───── DATA SUPPLIED ─────

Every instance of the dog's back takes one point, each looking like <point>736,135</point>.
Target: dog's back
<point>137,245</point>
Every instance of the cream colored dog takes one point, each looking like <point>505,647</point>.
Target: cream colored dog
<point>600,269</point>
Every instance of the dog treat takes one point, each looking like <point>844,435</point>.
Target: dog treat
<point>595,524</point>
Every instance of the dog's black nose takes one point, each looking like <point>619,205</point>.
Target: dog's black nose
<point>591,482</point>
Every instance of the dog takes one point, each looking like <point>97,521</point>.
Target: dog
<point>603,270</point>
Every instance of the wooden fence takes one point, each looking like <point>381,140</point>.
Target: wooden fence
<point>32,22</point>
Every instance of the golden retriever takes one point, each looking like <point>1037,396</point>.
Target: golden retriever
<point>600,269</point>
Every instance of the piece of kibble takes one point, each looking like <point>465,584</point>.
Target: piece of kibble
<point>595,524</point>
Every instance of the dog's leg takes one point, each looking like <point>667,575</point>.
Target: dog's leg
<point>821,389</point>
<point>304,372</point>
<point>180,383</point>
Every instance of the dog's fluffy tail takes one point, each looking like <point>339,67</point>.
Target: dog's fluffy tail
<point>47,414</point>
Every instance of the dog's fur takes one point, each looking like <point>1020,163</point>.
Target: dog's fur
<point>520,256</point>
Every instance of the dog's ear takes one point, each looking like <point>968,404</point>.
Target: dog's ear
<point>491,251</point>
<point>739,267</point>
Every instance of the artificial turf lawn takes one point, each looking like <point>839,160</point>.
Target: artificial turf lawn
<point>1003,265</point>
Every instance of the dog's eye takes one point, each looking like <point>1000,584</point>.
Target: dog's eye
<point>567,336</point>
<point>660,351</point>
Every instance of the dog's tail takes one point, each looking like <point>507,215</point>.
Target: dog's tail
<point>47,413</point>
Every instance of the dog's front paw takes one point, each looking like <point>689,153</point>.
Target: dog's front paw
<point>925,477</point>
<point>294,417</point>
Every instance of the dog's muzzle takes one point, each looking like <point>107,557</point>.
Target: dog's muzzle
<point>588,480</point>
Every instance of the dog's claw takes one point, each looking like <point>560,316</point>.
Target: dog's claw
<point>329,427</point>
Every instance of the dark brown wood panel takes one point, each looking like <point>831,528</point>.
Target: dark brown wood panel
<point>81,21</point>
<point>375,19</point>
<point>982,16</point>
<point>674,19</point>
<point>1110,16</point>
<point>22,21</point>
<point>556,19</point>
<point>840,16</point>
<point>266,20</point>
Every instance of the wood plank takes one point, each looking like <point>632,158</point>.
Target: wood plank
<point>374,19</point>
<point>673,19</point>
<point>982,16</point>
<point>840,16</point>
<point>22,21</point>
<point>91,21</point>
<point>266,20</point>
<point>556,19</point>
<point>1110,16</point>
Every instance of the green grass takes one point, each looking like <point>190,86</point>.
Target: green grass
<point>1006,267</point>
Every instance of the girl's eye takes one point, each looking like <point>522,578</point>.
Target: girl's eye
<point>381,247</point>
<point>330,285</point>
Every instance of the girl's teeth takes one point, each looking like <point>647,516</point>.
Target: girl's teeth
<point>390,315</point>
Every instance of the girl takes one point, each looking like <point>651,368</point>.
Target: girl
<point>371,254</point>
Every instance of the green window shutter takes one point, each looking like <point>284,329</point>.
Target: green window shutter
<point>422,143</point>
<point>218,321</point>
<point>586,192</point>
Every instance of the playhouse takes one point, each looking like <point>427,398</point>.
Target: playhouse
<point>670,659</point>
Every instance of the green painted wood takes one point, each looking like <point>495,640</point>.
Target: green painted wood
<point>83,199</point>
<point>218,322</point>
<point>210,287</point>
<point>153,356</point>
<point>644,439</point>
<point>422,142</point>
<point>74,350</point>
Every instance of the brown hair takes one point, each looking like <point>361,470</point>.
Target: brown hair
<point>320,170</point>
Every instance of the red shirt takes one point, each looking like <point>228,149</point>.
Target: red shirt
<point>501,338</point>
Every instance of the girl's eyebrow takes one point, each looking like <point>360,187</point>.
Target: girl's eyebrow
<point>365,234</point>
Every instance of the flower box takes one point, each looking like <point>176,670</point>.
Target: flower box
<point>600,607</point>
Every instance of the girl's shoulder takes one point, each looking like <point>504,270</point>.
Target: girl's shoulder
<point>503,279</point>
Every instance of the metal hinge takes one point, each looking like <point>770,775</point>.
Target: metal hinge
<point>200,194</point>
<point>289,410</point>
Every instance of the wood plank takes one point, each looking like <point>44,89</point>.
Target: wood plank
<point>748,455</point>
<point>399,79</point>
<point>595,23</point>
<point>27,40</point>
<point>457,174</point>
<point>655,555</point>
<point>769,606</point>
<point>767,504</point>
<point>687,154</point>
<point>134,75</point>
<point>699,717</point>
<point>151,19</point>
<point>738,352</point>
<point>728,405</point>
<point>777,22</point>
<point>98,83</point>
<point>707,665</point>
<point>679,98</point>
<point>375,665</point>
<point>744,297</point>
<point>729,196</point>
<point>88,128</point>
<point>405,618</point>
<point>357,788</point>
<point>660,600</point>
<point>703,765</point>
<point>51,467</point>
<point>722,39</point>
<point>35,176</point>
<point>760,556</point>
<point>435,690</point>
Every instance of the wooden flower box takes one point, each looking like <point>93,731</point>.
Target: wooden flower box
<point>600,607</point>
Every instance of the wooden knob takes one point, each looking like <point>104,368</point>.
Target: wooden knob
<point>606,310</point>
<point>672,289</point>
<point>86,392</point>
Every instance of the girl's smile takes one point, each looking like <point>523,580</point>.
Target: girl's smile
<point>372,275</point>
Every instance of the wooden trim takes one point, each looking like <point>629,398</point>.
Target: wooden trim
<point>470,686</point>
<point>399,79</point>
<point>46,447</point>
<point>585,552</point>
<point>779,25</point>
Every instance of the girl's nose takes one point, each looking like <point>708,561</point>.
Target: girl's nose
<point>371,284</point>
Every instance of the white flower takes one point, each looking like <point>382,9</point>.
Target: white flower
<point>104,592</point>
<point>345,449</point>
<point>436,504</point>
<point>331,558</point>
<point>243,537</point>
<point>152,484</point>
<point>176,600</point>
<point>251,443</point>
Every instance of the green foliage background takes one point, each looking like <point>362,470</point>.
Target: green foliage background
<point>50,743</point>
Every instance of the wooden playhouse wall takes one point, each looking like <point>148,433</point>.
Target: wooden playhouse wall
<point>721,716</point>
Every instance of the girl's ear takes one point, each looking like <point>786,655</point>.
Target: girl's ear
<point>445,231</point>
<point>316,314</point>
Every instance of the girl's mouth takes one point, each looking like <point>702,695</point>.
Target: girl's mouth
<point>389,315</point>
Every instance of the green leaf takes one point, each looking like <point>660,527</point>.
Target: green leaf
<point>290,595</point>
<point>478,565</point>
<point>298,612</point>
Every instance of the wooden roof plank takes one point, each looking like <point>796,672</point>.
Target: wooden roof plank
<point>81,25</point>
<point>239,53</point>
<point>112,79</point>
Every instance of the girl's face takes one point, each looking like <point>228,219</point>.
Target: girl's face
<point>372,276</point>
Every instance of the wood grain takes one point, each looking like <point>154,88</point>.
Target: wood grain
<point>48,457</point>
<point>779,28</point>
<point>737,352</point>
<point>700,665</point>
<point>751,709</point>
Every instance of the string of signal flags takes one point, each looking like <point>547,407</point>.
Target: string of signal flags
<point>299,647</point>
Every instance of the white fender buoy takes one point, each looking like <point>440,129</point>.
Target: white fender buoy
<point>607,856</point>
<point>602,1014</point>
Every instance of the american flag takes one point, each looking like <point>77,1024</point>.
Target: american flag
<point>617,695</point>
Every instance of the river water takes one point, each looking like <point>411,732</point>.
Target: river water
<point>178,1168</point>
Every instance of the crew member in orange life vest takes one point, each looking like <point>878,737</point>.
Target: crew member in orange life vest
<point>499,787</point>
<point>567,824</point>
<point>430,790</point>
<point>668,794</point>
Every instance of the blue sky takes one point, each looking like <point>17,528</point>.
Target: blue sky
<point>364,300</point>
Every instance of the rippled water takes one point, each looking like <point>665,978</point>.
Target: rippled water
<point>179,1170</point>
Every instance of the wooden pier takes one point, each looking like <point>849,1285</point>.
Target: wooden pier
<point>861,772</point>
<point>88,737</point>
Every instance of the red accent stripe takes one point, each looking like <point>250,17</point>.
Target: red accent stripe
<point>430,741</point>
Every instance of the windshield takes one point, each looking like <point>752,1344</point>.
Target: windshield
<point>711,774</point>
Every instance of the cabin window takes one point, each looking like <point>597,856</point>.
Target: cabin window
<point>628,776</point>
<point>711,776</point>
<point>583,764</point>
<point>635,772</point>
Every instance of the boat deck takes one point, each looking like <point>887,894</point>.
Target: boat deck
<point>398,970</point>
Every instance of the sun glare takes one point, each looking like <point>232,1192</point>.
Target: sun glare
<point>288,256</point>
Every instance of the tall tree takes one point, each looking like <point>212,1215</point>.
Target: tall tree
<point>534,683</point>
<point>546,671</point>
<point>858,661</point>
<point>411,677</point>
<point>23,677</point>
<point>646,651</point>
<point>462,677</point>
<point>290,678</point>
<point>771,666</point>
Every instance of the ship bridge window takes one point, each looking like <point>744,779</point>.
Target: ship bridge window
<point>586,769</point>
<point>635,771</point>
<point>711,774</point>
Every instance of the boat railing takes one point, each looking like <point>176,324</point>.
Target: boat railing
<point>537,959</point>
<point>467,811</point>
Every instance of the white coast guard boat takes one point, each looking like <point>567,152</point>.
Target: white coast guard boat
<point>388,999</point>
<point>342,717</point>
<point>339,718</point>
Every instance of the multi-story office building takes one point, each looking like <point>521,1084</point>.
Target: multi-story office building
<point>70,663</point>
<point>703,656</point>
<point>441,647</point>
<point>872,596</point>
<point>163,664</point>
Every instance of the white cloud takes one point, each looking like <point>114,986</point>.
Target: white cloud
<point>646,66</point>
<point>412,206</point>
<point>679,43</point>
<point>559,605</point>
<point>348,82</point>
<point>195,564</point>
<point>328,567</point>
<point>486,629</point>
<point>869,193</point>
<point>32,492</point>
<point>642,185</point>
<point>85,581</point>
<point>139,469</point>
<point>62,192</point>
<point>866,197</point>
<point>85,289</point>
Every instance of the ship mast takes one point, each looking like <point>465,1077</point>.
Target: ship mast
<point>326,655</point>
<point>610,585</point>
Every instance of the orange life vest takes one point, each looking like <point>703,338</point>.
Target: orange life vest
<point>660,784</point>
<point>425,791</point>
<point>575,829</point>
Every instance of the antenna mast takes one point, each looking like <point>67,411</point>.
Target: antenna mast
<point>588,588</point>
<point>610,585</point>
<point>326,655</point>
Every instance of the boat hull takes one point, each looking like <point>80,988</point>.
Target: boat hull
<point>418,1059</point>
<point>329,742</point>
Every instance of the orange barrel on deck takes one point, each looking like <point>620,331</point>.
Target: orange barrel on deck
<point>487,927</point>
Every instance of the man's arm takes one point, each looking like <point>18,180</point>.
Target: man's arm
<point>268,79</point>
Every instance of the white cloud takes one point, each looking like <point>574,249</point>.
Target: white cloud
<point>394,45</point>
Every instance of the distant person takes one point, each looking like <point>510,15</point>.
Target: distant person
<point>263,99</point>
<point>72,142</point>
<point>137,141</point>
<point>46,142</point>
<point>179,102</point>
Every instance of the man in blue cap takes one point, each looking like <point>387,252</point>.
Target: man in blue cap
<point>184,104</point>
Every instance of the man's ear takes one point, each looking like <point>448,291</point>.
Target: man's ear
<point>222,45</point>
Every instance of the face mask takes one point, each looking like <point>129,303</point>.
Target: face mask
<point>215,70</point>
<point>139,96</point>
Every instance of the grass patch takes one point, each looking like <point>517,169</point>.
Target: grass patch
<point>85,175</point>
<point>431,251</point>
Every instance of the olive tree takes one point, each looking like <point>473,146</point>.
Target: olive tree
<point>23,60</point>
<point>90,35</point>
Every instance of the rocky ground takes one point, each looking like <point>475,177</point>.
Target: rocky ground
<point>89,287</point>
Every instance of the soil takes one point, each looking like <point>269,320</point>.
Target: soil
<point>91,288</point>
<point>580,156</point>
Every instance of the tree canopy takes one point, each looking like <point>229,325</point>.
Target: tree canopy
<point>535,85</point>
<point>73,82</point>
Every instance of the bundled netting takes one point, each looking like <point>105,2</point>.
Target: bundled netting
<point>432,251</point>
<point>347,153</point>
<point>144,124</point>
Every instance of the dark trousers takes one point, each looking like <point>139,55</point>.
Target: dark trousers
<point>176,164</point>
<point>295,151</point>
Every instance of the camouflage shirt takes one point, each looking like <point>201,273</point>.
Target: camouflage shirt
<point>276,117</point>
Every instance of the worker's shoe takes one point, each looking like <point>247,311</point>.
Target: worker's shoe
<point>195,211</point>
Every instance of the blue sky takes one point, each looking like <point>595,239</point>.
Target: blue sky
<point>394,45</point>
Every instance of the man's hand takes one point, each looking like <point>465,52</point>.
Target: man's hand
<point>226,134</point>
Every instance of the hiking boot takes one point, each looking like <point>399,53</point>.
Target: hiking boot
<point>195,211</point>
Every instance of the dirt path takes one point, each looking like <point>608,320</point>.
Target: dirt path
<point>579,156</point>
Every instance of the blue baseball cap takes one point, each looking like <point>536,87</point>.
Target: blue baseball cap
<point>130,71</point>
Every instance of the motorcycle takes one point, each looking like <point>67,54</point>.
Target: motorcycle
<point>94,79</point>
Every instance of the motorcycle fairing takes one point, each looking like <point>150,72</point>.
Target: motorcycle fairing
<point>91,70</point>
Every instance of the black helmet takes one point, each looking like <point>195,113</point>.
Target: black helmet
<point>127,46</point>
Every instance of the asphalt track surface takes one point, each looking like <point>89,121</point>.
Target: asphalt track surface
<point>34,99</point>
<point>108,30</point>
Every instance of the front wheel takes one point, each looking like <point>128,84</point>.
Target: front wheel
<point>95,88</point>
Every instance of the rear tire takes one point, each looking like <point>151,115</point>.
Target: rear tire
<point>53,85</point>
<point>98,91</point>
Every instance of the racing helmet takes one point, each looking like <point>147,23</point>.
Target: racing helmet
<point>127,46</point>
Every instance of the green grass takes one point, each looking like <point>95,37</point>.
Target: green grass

─────

Rewrite only the stretch of the listing from the line with "looking like <point>190,86</point>." up to and including the line with "<point>586,192</point>", keeping every line, requests too. Add -138 to each coordinate in the answer points, and leave the requests and their sample points unchanged.

Every instance of the green grass takes one point, each looking like <point>190,86</point>.
Target: green grass
<point>868,129</point>
Every instance of the girl's eye takes one point, each looking like <point>522,578</point>.
Target: girl's eye
<point>243,109</point>
<point>192,147</point>
Every instance of the girl's teeth takes one point, each looking like <point>647,516</point>.
Target: girl's teeth
<point>252,177</point>
Every instance of the girl takes one point, each looking like <point>651,368</point>.
Target: girl
<point>233,116</point>
Every instance of the green window shutter takes one point, each looking like <point>284,329</point>.
Target: green window shutter
<point>284,5</point>
<point>80,183</point>
<point>448,54</point>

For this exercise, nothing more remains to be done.